▸ **WORK TO COMPLETE**
(a) State whether each statement below agrees with the passage on Chinese and Japanese attitudes that follows. Answer yes or no for each, and quote the deciding words of the passage. (i) Lao-tzu said that those who justify themselves do not convince. (ii) Confucius considered it better to be righteous than human-hearted. (iii) The samurai were the class most attracted to Zen.
(b) Report every line of the entries below that contains the word "green", copying each such line in full.

▸ **PROVIDED PASSAGE**
I do not say this as a prelude to harping upon the
incommunicable subtleties of alien cultures. The point is simply that people
who feel a profound need to justify themselves have difficulty in understanding
the viewpoints of those who do not, and the Chinese who created Zen were the same
kind of people as Lao-tzu, who, centuries before, had said, "Those who justify
themselves do not convince." For the urge to make or prove oneself right
has always jiggled the Chinese sense of the ludicrous, since as both Confucians
and Taoists--however different these philosophies in other ways--they have
invariably appreciated the man who can "come off it." To Confucius it
seemed much better to be human-hearted than righteous, and to the great
Taoists, Lao-tzu and Chuang-tzu, it was obvious that one could not be right
without also being wrong, because the two were as inseparable as back and
front. As Chuang-tzu said, "Those who would have good government without
its correlative misrule, and right without its correlative wrong, do not
understand the principles of the universe."
To Western ears such words may sound cynical, and the
Confucian admiration of "reasonableness" and compromise may appear to
be a weak-kneed lack of commitment to principle. Actually they reflect a
marvelous understanding and respect for what we call the balance of nature,
human and otherwise—a universal vision of life as the Tao or way of nature in
which the good and the evil, the creative and the destructive, the wise and the
foolish are the inseparable polarities of existence. "Tao," said the
Chung-yung, "is that from which one cannot depart. That from which one can
depart is not the Tao." Therefore wisdom did not consist in trying to
wrest the good from the evil but in learning to "ride" them as a cork
adapts itself to the crests and troughs of the waves. At the roots of Chinese
life there is a trust in the good-and-evil of one's own nature which is
peculiarly foreign to those brought up with the chronic uneasy conscience of
the Hebrew-Christian cultures. Yet it was always obvious to the Chinese that a man
who mistrusts himself cannot even trust his mistrust, and must therefore be
hopelessly confused.
For rather different reasons, Japanese people tend to be
as uneasy in themselves as Westerners, having a sense of social shame quite as
acute as our more metaphysical sense of sin. This was especially true of the
class most attracted to Zen, the samurai. Ruth Benedict, in that very uneven
work Chrysanthemum and Sword, was, I think, perfectly correct in saying that
the attraction of Zen to the samurai class was its power to get rid of an extremely
awkward self-consciousness induced in the young. Part-and-parcel of this
self-consciousness is the Japanese compulsion to compete with oneself--a
compulsion which turns every craft and skill into a marathon of self-discipline.

(Dataset excerpt)
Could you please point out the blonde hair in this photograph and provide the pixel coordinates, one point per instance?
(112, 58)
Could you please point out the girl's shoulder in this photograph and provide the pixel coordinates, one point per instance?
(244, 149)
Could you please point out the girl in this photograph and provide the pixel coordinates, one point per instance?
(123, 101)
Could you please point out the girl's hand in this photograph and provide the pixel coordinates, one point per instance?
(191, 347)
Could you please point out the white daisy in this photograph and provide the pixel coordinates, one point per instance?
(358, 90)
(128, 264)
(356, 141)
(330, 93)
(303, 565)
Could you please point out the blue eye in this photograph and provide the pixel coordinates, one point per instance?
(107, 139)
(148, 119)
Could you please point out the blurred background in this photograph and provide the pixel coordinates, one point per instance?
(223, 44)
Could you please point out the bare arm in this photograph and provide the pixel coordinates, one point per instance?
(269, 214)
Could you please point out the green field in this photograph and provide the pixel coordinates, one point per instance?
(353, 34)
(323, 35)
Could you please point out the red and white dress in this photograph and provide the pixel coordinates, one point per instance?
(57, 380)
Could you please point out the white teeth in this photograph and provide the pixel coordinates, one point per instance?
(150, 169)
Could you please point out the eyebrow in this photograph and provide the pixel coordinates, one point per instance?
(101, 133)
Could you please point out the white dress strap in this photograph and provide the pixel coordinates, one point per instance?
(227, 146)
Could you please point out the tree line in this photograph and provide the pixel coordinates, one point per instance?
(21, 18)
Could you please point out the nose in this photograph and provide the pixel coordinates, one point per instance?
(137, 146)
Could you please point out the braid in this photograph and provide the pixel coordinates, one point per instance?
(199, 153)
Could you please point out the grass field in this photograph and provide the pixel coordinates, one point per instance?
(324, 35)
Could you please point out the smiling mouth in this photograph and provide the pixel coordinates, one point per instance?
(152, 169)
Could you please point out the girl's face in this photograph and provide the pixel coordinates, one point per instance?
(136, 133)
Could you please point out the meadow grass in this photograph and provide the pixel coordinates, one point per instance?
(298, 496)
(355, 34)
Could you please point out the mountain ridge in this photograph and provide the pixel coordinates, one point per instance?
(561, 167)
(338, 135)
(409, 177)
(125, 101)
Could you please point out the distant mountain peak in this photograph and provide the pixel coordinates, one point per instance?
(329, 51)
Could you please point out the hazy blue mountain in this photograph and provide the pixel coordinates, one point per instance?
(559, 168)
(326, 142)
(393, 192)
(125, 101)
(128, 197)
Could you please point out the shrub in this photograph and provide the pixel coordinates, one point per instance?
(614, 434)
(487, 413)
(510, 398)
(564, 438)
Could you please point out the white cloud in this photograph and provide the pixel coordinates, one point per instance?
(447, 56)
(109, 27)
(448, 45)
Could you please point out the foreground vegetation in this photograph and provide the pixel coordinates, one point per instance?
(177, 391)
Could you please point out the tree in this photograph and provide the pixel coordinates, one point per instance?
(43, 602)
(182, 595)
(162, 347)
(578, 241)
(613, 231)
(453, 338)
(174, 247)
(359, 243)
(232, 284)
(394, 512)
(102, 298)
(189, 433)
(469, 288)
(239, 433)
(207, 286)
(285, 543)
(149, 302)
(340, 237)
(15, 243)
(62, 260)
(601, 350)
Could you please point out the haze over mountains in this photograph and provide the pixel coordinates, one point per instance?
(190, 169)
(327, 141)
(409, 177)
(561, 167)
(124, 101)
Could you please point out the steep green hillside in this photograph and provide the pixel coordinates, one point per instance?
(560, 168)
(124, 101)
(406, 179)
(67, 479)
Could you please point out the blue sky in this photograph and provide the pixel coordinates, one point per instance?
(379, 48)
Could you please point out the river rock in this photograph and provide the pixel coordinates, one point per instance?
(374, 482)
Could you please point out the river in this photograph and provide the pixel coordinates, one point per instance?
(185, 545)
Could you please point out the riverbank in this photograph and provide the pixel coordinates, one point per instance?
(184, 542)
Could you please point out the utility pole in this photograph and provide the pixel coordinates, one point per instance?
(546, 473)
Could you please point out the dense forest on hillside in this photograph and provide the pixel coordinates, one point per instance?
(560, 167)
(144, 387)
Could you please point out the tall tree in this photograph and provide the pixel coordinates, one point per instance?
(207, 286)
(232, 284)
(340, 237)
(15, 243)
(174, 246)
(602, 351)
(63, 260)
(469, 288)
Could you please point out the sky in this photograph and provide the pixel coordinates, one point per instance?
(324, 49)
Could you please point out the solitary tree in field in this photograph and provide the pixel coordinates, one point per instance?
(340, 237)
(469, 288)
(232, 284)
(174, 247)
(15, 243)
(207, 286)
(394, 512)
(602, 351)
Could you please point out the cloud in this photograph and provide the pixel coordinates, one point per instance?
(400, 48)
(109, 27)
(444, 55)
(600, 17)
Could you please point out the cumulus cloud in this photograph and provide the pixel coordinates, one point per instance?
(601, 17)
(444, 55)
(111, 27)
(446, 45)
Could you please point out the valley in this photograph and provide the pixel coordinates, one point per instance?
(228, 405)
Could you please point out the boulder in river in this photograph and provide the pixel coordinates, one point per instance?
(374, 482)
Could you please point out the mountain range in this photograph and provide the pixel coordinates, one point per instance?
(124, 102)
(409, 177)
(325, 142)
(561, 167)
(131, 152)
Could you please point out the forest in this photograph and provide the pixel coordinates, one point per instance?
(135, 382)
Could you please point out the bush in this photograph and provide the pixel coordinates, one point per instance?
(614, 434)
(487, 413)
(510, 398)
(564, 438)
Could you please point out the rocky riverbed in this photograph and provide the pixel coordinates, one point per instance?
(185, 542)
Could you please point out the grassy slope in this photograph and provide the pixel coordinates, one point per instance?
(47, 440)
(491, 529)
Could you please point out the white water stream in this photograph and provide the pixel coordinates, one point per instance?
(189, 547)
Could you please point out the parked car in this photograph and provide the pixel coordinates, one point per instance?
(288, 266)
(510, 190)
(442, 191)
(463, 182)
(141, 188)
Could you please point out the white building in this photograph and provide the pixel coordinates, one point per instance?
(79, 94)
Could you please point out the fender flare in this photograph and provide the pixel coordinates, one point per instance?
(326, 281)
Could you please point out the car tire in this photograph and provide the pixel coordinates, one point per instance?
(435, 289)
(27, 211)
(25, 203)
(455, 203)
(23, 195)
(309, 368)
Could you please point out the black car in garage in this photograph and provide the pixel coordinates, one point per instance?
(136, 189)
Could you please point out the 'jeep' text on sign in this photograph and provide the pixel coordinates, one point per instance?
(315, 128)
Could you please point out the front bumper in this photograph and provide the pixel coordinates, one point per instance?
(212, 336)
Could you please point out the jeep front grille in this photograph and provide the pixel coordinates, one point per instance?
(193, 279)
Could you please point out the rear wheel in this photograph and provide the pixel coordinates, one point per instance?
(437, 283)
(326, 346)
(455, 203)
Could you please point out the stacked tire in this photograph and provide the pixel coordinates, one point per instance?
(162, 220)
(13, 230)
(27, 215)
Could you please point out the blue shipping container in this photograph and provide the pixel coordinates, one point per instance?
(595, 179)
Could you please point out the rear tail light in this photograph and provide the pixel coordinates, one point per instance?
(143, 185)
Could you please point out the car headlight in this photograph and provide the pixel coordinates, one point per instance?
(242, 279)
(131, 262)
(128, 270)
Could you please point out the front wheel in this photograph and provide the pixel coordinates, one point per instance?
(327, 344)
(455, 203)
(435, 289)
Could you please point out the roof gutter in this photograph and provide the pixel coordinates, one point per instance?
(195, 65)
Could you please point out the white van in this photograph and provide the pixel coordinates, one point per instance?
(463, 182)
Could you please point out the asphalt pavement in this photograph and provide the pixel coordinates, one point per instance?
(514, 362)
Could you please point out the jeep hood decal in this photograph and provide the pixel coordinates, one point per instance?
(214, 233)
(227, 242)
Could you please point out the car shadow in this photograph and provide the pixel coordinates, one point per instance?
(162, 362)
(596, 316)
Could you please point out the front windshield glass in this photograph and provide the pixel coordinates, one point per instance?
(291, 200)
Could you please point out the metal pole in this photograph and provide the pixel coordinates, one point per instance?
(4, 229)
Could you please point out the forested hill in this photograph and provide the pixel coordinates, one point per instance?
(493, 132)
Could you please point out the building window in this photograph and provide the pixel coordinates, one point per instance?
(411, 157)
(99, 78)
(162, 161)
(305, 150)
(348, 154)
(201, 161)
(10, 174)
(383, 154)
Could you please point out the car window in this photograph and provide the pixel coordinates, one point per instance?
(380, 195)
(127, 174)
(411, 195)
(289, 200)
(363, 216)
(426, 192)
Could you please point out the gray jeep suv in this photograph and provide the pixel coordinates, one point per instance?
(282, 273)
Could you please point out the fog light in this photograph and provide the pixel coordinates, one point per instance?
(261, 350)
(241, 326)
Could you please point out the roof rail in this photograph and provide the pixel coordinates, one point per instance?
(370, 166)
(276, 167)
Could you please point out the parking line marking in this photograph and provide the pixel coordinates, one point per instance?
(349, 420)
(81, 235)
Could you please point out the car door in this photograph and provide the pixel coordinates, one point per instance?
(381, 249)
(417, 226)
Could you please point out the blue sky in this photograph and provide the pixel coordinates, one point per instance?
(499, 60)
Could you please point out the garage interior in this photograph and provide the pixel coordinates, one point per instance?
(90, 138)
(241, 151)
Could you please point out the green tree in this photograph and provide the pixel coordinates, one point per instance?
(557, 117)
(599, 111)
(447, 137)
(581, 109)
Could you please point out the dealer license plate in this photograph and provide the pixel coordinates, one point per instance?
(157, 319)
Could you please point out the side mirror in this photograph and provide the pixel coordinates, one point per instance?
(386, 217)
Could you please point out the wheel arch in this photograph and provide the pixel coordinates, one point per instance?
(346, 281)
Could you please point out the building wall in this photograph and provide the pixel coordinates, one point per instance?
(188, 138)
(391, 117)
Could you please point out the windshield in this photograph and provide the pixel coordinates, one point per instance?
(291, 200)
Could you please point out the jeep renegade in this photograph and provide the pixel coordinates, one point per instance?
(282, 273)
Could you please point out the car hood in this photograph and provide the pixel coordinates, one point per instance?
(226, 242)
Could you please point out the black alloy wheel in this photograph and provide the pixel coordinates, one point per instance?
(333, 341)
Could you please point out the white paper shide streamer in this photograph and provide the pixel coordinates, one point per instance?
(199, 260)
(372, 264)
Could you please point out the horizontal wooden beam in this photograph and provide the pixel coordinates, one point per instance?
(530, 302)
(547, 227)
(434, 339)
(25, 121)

▸ **RESULTS OF THE TASKS**
(a)
(i) Yes: "Those who justify themselves do not convince."
(ii) No: "To Confucius it seemed much better to be human-hearted than righteous"
(iii) Yes: "This was especially true of the class most attracted to Zen, the samurai."

(b)
Could you please point out the green field in this photograph and provide the pixel coordinates, one point per instance?
Could you please point out the steep green hillside in this photograph and provide the pixel coordinates, one point per instance?
Could you please point out the green tree in this photograph and provide the pixel coordinates, one point per instance?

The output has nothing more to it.